▶ **Extracted material**
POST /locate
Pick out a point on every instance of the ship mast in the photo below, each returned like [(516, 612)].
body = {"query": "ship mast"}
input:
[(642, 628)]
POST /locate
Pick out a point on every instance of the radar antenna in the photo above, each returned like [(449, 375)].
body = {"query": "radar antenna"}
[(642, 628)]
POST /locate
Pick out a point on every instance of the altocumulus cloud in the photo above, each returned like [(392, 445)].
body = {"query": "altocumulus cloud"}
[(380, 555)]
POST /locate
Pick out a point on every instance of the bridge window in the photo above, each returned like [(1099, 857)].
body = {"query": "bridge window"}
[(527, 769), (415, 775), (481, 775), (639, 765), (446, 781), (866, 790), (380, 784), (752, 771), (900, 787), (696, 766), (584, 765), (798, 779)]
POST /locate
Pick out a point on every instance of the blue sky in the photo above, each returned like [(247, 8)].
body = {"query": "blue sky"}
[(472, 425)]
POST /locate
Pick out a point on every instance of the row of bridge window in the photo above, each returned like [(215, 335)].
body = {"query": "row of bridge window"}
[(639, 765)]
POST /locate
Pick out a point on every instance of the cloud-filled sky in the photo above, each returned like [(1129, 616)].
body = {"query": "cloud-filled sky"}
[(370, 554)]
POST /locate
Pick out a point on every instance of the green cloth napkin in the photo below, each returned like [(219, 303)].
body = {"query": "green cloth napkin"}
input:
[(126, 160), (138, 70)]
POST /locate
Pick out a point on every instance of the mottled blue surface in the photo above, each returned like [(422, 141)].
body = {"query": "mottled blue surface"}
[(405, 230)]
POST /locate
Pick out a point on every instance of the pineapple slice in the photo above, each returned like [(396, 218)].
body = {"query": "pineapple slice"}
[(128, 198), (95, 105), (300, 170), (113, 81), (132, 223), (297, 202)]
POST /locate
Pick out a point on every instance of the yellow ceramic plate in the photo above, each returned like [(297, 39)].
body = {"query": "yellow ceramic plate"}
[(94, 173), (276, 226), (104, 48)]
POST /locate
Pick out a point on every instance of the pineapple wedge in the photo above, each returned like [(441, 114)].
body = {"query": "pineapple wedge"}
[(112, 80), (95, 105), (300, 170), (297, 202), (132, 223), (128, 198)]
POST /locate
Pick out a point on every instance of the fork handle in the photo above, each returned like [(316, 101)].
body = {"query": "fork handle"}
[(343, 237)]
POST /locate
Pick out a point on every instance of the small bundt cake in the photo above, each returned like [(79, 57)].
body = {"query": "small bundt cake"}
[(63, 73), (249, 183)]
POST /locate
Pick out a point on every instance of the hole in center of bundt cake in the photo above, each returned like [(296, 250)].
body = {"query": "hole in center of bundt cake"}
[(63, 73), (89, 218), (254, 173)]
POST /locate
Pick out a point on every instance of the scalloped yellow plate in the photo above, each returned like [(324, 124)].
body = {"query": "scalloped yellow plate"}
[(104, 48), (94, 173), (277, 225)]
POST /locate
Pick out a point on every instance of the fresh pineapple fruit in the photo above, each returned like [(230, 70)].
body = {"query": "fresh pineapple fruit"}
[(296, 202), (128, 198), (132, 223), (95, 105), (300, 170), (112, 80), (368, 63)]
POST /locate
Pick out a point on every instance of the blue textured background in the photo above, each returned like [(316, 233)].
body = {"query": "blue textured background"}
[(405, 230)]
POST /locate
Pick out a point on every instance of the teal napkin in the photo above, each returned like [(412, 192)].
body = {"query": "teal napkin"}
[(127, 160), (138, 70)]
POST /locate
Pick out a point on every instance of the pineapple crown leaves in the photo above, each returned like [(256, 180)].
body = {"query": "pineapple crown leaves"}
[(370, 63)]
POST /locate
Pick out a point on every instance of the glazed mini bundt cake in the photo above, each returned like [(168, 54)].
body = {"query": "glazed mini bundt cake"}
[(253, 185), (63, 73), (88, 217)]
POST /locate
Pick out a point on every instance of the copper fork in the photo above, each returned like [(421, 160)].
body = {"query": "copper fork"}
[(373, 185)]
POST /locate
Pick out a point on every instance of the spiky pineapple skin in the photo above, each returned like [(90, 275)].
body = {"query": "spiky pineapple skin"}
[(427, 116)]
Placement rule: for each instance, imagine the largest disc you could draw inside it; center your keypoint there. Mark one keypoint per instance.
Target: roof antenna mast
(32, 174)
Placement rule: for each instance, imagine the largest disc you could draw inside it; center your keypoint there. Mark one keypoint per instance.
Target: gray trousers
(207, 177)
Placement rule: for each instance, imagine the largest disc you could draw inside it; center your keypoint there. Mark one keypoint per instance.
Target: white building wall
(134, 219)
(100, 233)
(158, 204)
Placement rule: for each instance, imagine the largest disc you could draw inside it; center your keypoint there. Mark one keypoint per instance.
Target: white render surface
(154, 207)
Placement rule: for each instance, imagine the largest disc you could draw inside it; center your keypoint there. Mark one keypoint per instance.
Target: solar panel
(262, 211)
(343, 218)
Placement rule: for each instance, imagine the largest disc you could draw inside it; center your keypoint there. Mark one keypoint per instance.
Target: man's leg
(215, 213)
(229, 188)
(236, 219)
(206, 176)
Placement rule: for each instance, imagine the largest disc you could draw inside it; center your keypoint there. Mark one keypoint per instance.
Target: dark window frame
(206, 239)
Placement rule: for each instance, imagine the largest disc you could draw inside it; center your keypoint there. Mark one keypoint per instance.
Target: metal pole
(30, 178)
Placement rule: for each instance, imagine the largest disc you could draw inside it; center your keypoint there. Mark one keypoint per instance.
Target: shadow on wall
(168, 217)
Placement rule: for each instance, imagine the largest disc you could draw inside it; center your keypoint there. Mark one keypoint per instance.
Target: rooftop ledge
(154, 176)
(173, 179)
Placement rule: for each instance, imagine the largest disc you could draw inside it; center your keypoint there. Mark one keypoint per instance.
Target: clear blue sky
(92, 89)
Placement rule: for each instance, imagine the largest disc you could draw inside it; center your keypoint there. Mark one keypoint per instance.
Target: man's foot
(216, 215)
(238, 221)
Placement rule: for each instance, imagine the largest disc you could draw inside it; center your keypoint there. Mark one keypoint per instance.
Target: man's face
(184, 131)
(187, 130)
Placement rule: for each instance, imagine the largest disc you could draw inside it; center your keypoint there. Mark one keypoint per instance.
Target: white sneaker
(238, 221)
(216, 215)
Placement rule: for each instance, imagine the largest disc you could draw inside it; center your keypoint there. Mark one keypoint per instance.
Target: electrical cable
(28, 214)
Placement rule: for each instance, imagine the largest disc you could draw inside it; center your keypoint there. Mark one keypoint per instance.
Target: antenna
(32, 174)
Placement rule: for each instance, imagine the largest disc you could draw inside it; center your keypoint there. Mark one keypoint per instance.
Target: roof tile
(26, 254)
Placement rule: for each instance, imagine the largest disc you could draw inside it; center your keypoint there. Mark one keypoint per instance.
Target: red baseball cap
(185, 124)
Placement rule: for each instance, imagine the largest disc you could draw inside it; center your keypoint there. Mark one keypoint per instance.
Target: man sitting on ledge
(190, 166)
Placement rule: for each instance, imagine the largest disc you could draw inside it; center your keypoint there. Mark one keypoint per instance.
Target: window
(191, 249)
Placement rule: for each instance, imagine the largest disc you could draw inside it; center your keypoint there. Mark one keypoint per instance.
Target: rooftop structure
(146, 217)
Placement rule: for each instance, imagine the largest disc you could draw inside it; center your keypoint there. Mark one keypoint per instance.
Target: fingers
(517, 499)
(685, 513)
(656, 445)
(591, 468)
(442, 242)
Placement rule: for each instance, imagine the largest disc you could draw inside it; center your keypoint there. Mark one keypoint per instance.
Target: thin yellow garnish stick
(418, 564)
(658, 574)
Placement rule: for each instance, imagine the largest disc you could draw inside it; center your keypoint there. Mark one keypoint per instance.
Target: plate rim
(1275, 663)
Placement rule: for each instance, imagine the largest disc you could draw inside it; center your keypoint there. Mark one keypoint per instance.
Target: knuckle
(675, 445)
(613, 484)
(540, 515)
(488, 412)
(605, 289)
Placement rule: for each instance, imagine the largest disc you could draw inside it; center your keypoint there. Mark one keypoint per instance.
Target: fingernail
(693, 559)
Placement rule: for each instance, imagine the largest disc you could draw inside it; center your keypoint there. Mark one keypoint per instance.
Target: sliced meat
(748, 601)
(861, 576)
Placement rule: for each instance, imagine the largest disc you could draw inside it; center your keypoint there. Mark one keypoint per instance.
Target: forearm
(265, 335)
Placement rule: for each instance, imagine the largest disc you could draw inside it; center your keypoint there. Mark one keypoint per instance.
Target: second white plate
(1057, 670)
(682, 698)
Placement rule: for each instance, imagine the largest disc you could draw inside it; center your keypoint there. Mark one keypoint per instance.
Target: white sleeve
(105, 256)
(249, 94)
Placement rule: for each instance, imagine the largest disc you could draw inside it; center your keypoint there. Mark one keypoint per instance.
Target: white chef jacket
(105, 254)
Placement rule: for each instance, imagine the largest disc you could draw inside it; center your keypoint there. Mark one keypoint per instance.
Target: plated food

▶ **Task**
Find every line in the records above that holds the word "below", and copy each one.

▶ **Written answer**
Pick out a point on every instance of the ship mast in the photo below, each returned like [(516, 612)].
Pick out a point on every instance of the green cloth napkin in the photo below, each returned like [(219, 303)].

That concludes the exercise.